Reproduce the article on the Bucs' win over the Chiefs, from "It's still a long" down to "against division rivals.", with every word kept as the article has it.

> [PROVIDED PASSAGE]:

▼

Points Made
Roy Cummings, The Tampa Tribune, published 8 November 2004

It's still a long shot. That track meet the Bucs won at Raymond James Stadium on Sunday didn't change that. Think about it, though. If they didn't post that 34-31 victory against the Chiefs, then what chance would the Bucs really have of reaching the playoffs?

They would have fallen to 2-6 and four games behind 6-2 Atlanta in the NFC South, so talk of the playoffs would have been pure folly. Now, though, the Bucs are 3-5 with the Falcons up next. And while it's still a sizable hole, it's not inescapable. Jon Gruden has likened the Bucs' situation to the Red Sox being down three games to none in the ALCS, and suddenly there is a Sox- like confidence among them. ``We're trending up,'' cornerback Ronde Barber said of the Bucs, who have won three of their past four and have five games remaining against division rivals.

``We're starting to conquer our situation,'' defensive end Simeon Rice said. ``And it's the offense that's been the catalyst. They're burning right now.''

The Bucs offense burned the Chiefs on Sunday for 418 yards and five touchdowns, including a 78-yard Michael Pittman scoring run that was the longest in team history. Pittman scored two other touchdowns to tie the team record for most rushing TDs in a game. Brian Griese turned in an equally stellar effort, compiling a passer rating of 111.9 by completing 22 of 34 passes for 296 yards and two touchdowns.

▲

> [RECORDED DATA]:

▼

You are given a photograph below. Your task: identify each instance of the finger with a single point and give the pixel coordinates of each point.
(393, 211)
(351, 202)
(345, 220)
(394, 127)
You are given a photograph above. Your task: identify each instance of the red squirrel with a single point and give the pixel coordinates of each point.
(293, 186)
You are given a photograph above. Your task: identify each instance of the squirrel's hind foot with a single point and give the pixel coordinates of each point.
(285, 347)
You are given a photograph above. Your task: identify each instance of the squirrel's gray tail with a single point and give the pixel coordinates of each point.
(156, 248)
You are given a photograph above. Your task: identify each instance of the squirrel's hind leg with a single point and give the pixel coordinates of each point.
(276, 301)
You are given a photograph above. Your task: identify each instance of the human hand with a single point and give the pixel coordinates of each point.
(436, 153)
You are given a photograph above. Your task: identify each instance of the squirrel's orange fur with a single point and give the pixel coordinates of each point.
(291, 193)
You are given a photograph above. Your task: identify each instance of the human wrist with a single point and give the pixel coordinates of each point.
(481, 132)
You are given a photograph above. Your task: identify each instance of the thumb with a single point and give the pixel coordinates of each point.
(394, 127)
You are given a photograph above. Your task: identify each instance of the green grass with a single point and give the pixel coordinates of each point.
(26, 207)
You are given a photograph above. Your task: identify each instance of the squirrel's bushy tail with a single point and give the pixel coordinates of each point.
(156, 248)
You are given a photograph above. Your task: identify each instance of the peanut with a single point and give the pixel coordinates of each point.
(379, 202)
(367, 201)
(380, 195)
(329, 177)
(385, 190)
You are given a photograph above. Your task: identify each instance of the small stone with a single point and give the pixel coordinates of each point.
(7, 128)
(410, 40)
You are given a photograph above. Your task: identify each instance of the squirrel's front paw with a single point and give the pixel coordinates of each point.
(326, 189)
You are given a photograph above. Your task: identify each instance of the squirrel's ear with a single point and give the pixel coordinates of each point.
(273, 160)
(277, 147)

▲

> [SOLUTION TO THIS EXERCISE]:
It's still a long shot. That track meet the Bucs won at Raymond James Stadium on Sunday didn't change that. Think about it, though. If they didn't post that 34-31 victory against the Chiefs, then what chance would the Bucs really have of reaching the playoffs?

They would have fallen to 2-6 and four games behind 6-2 Atlanta in the NFC South, so talk of the playoffs would have been pure folly. Now, though, the Bucs are 3-5 with the Falcons up next. And while it's still a sizable hole, it's not inescapable. Jon Gruden has likened the Bucs' situation to the Red Sox being down three games to none in the ALCS, and suddenly there is a Sox- like confidence among them. ``We're trending up,'' cornerback Ronde Barber said of the Bucs, who have won three of their past four and have five games remaining against division rivals.